Aim of the exercise: Pull every line with "hair" from the data below and copy it.

------------------------------------

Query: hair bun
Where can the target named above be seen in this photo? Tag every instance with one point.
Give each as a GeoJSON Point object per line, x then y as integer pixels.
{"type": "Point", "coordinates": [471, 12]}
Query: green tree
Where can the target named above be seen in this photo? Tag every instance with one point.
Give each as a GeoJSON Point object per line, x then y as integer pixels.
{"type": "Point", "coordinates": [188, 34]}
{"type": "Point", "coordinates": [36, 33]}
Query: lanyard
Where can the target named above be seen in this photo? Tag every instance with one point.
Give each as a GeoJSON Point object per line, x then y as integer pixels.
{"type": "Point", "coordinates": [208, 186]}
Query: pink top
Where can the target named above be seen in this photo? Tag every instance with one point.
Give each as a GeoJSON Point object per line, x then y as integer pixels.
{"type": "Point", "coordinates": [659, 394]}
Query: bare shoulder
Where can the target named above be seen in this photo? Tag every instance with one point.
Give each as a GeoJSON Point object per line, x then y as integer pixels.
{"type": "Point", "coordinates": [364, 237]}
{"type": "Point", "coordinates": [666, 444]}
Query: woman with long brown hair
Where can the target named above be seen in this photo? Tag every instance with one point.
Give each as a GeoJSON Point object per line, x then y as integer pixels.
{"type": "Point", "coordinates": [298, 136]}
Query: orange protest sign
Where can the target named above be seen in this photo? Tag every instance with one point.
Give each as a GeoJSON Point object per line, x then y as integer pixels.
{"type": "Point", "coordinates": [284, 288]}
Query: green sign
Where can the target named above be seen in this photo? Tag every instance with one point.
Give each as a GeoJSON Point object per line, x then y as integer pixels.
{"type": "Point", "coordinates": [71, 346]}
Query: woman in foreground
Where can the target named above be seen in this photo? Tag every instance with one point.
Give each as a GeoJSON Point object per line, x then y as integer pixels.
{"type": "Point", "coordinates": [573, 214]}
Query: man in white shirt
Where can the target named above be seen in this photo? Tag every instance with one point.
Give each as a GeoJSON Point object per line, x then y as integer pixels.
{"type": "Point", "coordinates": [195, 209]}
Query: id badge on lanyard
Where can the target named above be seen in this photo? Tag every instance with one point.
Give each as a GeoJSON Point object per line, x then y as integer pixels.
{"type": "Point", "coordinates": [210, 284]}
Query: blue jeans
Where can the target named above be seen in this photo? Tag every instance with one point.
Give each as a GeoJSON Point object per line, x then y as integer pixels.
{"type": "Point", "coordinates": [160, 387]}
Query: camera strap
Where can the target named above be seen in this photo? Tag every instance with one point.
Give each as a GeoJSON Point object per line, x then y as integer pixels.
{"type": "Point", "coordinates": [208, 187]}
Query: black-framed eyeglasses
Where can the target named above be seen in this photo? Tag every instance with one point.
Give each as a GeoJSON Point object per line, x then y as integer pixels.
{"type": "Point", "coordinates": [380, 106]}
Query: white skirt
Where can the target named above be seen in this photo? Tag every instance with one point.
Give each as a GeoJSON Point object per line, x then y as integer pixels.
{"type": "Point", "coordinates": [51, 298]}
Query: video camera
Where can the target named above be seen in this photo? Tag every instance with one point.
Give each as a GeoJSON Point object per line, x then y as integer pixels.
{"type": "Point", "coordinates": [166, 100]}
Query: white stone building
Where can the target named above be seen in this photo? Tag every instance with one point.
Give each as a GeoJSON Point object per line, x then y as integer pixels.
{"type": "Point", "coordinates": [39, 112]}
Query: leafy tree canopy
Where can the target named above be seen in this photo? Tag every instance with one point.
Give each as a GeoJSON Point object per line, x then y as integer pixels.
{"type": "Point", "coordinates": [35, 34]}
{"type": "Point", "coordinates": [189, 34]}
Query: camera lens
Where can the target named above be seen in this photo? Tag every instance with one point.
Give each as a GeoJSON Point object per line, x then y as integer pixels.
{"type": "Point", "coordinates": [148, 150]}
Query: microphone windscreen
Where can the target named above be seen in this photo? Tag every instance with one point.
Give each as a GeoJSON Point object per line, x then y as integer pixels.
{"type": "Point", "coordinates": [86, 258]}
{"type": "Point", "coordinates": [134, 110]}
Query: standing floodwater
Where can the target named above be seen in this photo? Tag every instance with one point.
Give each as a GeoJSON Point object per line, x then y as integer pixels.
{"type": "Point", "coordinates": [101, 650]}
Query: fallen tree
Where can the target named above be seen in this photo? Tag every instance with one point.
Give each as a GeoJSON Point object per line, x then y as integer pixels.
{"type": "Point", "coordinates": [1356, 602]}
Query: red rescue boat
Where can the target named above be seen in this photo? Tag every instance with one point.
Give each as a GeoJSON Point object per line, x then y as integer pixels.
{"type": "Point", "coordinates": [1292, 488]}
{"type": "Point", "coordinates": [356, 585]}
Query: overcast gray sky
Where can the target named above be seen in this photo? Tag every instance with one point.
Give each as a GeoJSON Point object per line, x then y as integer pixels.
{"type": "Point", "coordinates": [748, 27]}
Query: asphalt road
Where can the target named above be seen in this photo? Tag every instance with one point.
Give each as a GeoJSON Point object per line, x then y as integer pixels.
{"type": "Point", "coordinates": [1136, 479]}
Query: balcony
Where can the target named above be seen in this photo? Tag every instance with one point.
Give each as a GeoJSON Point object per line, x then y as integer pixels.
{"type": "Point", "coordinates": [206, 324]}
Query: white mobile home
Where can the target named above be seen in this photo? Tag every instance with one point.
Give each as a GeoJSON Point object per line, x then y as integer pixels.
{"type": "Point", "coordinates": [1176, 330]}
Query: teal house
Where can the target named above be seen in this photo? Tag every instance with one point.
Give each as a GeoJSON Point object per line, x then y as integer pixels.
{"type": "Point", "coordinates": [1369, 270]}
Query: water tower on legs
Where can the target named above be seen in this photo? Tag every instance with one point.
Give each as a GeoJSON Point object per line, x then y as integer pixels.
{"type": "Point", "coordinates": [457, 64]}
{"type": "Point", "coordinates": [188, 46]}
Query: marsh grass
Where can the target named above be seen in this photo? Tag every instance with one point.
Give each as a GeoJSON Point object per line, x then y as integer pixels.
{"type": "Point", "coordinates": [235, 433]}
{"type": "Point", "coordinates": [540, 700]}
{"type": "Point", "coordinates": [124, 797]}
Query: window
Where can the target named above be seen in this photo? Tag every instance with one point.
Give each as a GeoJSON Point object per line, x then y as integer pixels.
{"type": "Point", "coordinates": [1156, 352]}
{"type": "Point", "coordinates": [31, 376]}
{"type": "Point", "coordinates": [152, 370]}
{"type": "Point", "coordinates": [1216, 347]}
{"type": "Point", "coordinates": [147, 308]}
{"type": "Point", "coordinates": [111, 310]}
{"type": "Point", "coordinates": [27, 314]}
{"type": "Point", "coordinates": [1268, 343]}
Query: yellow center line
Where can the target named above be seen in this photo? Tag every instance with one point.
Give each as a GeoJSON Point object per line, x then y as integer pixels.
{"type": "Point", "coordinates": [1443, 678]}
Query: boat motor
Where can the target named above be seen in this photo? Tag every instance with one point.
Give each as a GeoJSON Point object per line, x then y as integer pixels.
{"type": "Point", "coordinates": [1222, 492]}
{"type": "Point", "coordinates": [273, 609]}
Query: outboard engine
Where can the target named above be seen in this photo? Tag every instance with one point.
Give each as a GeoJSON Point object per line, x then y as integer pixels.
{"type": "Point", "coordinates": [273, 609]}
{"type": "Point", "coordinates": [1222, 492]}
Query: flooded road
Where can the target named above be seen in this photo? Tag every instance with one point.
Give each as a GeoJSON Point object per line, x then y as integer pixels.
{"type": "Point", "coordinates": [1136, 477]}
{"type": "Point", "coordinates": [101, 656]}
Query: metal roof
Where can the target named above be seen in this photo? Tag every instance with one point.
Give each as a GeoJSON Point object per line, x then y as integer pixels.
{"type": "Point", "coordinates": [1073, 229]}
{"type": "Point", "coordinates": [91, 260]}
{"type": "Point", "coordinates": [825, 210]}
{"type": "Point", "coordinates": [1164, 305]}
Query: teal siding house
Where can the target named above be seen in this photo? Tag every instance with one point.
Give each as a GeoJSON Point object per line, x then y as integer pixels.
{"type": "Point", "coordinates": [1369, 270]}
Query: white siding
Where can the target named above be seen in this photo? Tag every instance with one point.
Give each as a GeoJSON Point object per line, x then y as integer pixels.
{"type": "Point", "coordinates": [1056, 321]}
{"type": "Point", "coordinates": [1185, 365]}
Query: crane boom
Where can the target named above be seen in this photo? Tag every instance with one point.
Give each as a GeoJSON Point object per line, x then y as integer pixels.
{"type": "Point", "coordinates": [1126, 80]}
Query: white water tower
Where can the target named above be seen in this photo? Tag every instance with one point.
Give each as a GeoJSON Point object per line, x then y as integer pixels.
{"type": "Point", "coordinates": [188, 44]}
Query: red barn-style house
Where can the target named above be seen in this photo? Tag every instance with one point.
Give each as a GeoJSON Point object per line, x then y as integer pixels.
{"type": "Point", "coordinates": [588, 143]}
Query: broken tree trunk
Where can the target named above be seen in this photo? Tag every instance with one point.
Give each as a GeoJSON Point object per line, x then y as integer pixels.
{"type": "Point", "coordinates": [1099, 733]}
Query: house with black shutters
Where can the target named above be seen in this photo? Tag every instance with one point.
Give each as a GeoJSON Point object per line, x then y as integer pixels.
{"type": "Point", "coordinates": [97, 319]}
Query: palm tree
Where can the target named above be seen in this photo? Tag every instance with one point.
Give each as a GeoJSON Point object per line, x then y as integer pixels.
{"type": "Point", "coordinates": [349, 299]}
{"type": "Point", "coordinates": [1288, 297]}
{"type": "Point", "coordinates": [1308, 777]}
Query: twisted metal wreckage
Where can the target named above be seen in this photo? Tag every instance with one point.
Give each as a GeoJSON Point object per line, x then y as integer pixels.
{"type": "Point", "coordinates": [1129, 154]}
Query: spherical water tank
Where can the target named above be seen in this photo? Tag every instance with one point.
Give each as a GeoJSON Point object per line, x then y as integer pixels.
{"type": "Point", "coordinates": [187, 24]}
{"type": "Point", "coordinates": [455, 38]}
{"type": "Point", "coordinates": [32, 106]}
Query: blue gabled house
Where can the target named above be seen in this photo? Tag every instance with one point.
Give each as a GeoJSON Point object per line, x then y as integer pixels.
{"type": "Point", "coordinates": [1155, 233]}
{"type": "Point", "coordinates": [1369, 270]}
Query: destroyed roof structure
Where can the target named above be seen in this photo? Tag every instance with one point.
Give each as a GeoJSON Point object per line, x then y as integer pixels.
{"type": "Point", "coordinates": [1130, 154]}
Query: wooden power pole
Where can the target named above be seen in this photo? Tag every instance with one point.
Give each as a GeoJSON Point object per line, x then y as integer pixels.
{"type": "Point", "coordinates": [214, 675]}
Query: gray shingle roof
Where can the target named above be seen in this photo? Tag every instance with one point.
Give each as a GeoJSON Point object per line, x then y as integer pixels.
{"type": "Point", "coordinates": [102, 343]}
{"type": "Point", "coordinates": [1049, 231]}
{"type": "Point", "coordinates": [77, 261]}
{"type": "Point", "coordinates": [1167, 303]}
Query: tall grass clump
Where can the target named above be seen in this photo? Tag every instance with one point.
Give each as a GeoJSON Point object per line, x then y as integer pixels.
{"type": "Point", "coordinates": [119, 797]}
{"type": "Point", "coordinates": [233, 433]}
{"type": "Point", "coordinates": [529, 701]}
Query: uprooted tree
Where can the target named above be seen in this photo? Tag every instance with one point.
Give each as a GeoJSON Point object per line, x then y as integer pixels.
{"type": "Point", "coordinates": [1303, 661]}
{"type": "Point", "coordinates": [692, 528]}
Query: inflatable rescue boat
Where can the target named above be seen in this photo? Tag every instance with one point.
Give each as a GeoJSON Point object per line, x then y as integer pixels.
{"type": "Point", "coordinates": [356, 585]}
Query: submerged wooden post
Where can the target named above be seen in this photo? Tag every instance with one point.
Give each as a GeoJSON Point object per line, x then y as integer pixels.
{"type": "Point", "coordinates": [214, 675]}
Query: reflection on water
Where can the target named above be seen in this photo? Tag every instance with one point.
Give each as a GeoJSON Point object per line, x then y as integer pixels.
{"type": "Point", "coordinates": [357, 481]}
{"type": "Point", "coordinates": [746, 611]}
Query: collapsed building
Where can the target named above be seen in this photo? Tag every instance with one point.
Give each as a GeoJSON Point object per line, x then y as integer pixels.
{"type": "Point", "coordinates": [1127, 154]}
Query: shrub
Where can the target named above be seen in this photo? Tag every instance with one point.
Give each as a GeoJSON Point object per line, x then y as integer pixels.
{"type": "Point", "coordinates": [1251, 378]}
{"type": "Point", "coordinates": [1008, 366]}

------------------------------------

Written solution:
Query: hair bun
Query: woman with long brown hair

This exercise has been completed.